──────── TEXT PROVIDED
This thread is privately moderated by fly_boy99, who may elect to delete unwanted replies.
 Apr 20, 2011, 08:41 AM Registered User Windsor, Canada, near Detroit Joined Jul 2007 5,518 Posts motor constants by Joachim Bergmeyer i think adding his formulas could help to increase the knowledge of our motors. i have been using them and learned a lot about motors. here is the link: http://www.rcgroups.com/forums/showthread.php?t=185271 he also has another formulas for a simplified method: http://flbeagle.rchomepage.com/resea...per_ver_02.pdf .
Apr 25, 2011, 12:11 AM
Registered User
Mexico, BC, Mexicali
Joined Aug 2004
5,519 Posts
I have this ecuations in Excel.

Manuel V,

# Files

 May 02, 2011, 02:36 PM T#0 Steamboat Springs, CO Joined Aug 2010 623 Posts very nice thanks for writing all of the formulas down, very helpful
 May 08, 2011, 06:02 AM Registered User Czech Rep. Joined Aug 2006 302 Posts Hi guys, I hope this is not much OT. For more than a year we have been using so called tax power formula for evaluating the input power in our local e-sailplanes competitions. The general formula is Pd=0.4*d*L*(kv*U*D/100000)^2 where Pd is tax power [W] kv is motor constant [RPM/V] U is battery nominal voltage [V] D is propeller diameter [inch] d is air gap diameter [mm] L is air gap length [mm] For "small outrunners" (with a bell diameter of 28 mm) it is slightly modified as Pd = 10*L*(kv*U*D/100000)^2 The calculation sheet is here: http://www.rcex.cz/kestazeni/taxpower_calc.xls. Examples: Axi 2814/10, 2S lipol, propeller 9.5x5: tax power is 0.4*28*14*(1640*7.4*9.5/1e5)^2 = 208 W, measured 210 W (this is what I fly in the AH Castor) TG 2826-1650, 2S lipol, 10x6 (this outer 2826 = inner 2209): tax power = 10*9*(1650*7.4*10/1e5)^2 = 134 W, measured 135 W (my "small outrunner" sailplane). Now, while the measured (static) values correspond to the calculated "tax power" values reasonably well, I am not able to get anything close to this formula theoretically. Would someone of you more educated experts be able to help? Thanks, Jan
 May 08, 2011, 09:14 AM Registered User Antony (France) Joined Sep 2003 3,118 Posts Hi Jan Normally the power at prop shaft is INDEPENDENT of the motor Power is a function of prop design + rpm Regarding the total power at the battery level 1) Power at prop shaft (could be around 80%) 2) + Ohmic losses (motor) (could be 10%) 3) + Iron losses (motor) (could be 6%) 4) + ESC losses (brushless controler) (could be 4%) Air gap dimensions are acting on 2) and 3) Louis
 May 08, 2011, 11:57 AM Registered User Czech Rep. Joined Aug 2006 302 Posts Louis, Thanks for your reply - it is clear to me. However, my problem is a different one . Using measured data for various combinations of motors/props/batteries and a "brutal computing force" I arrived in a relatively simple formula for calculating the input power of a drive unit. Well, it is not 100% accurate but it is, say, usable and we have been flying competitions based on it. The formula is "simple" with only linear and quadratic functions. I would guess it should be possible to derive it theoretically. However, here I have failed repeatedly. Very likely I have been using too simplified models, or even more likely I am not clever enough. So, I would appreciate any help in getting that formula just from the desk or notebook - I would sleep better then . Thanks, Jan
 Jul 17, 2011, 04:44 PM Registered User Joined Jul 2011 3 Posts No Receiver I am building an RC foam plane and trying to decide if I need to connect a receiver inside the plane if I already have a receiver in my Spectrum DX6i Radio. And if I do not connect a receiver inside the plane to connect the ESC to the Servo's can I connect the ESC directly to the Servo's? A simple question I cannot find an answer to.
────────────────
──────── PROVIDED MATERIAL
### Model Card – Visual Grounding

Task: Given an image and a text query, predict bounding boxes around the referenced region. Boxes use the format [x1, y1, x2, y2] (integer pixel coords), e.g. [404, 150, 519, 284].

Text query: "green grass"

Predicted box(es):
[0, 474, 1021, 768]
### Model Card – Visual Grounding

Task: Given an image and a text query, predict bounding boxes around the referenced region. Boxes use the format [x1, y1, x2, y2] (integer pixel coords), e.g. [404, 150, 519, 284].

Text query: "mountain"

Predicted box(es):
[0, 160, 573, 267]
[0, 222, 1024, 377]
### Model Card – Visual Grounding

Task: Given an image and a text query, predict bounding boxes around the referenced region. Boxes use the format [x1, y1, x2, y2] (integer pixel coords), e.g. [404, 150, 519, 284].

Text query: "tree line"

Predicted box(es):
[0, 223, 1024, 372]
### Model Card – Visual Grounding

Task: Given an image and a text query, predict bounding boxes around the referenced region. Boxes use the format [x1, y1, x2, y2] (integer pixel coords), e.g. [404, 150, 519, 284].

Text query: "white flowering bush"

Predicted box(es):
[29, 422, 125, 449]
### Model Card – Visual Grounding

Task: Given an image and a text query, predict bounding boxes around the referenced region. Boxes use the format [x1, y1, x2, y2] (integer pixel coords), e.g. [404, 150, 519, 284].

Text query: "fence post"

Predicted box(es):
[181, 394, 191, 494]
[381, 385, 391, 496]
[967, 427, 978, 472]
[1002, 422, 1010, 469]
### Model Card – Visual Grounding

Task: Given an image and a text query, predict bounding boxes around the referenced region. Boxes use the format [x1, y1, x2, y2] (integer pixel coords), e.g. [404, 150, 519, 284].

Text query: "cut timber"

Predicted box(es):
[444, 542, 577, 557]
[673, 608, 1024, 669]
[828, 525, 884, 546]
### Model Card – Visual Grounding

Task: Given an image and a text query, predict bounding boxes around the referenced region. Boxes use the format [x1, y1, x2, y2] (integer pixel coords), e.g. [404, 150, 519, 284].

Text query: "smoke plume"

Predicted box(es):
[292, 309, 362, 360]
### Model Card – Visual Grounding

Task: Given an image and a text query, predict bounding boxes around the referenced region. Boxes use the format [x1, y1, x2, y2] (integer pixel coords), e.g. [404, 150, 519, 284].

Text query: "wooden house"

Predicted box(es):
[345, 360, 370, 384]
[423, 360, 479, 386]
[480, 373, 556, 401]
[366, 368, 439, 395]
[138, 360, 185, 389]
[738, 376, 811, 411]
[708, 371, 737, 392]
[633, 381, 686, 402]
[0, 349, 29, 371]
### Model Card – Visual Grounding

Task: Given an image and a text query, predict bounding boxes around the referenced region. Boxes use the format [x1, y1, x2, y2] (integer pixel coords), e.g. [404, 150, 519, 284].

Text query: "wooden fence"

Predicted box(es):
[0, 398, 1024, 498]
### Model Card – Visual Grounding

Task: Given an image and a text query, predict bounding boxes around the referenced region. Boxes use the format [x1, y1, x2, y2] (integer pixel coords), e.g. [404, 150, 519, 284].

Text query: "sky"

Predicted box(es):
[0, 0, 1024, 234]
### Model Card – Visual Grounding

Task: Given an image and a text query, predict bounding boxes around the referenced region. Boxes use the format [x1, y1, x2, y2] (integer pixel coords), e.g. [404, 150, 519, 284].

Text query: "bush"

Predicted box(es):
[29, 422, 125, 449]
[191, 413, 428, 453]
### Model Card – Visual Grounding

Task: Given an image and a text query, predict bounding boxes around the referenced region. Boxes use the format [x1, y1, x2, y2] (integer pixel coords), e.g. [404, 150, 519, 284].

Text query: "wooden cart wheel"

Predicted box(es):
────────────────
> GIVEN EXERCISE A
Reproduce the motor constants thread word for word from "This thread is" to "ecuations in Excel.".
> GIVEN EXERCISE B
Pick up the motor constants thread where it stops and write what comes next.
The entries have nothing to do with the motor constants thread.

> TASK ANSWER A
This thread is privately moderated by fly_boy99, who may elect to delete unwanted replies.
 Apr 20, 2011, 08:41 AM Registered User Windsor, Canada, near Detroit Joined Jul 2007 5,518 Posts motor constants by Joachim Bergmeyer i think adding his formulas could help to increase the knowledge of our motors. i have been using them and learned a lot about motors. here is the link: http://www.rcgroups.com/forums/showthread.php?t=185271 he also has another formulas for a simplified method: http://flbeagle.rchomepage.com/resea...per_ver_02.pdf .
Apr 25, 2011, 12:11 AM
Registered User
Mexico, BC, Mexicali
Joined Aug 2004
5,519 Posts
I have this ecuations in Excel.

> TASK ANSWER B
 Jul 18, 2011, 12:39 AM Registered Aircraft Offender Carmichael, CA Joined Feb 2007 3,545 Posts Try asking over in the beginner threads, or better yet go by your local hobby shop and asking a few questions. They'll get you started in the right direction. This particular thread is not related to what you are looking for. Kev
 Sep 21, 2011, 11:33 AM Lost but making good time Joined Nov 2008 1,345 Posts To any Electricians, When you add voltage by going from a 2S pack to a 3S pack, do the amps increase along with the voltage? Somewhere in this section I seem to remember >Amps=(%>V)squared. Please advise. Regards, Hankg
Sep 23, 2011, 08:37 AM
Registered User
Antony (France)
Joined Sep 2003
3,118 Posts
Quote:
 Originally Posted by hankg To any Electricians, When you add voltage by going from a 2S pack to a 3S pack, do the amps increase along with the voltage? Somewhere in this section I seem to remember >Amps=(%>V)squared. Please advise. Regards, Hankg
Hi Hankg
Generally when voltage increases the rpm are also increased
Speed (rpm) higher means higher consumed power + higher motor losses.
If the load is a propeller you could have an exponent around 3.0 upto 3.3
See the picture (Power versus rpm)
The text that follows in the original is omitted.